Wherever the word "tall" appears in a line below, that line counts; report the total number of such lines only.
____ Information provided
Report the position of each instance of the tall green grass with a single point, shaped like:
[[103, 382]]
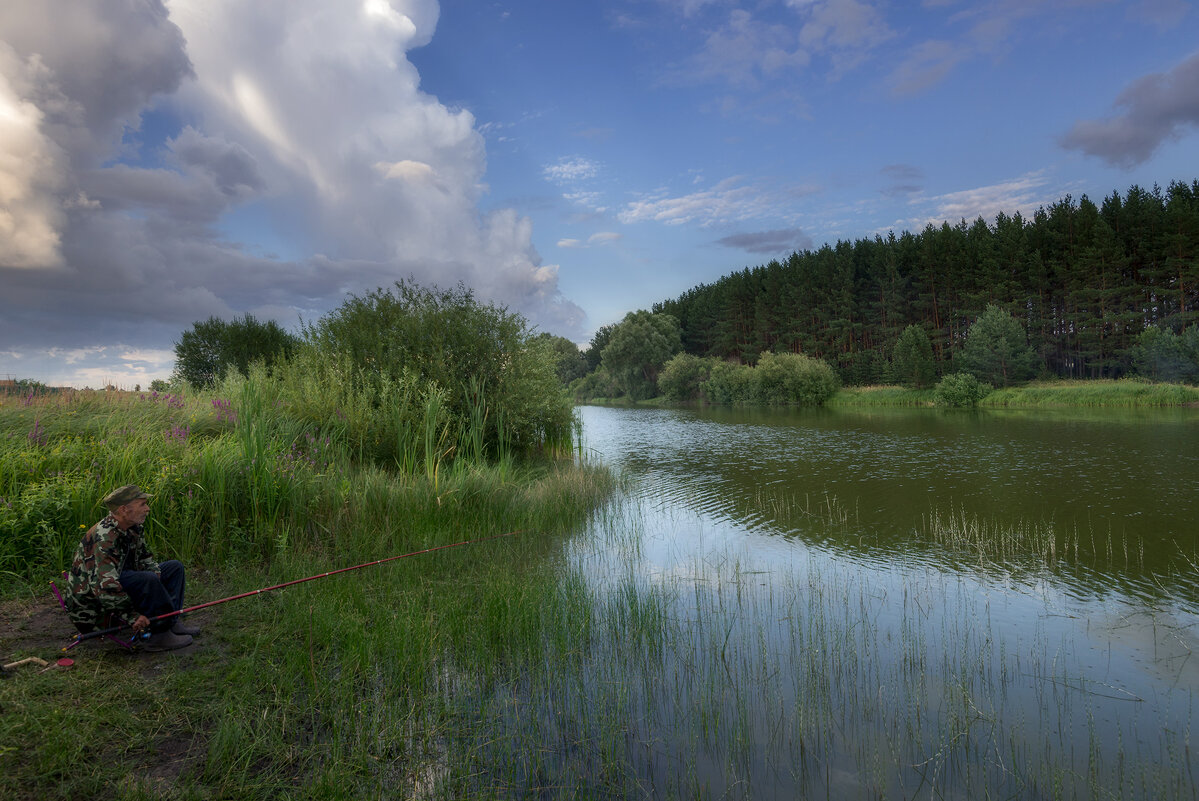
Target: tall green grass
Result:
[[1106, 392], [1121, 392]]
________
[Completed exercise] 2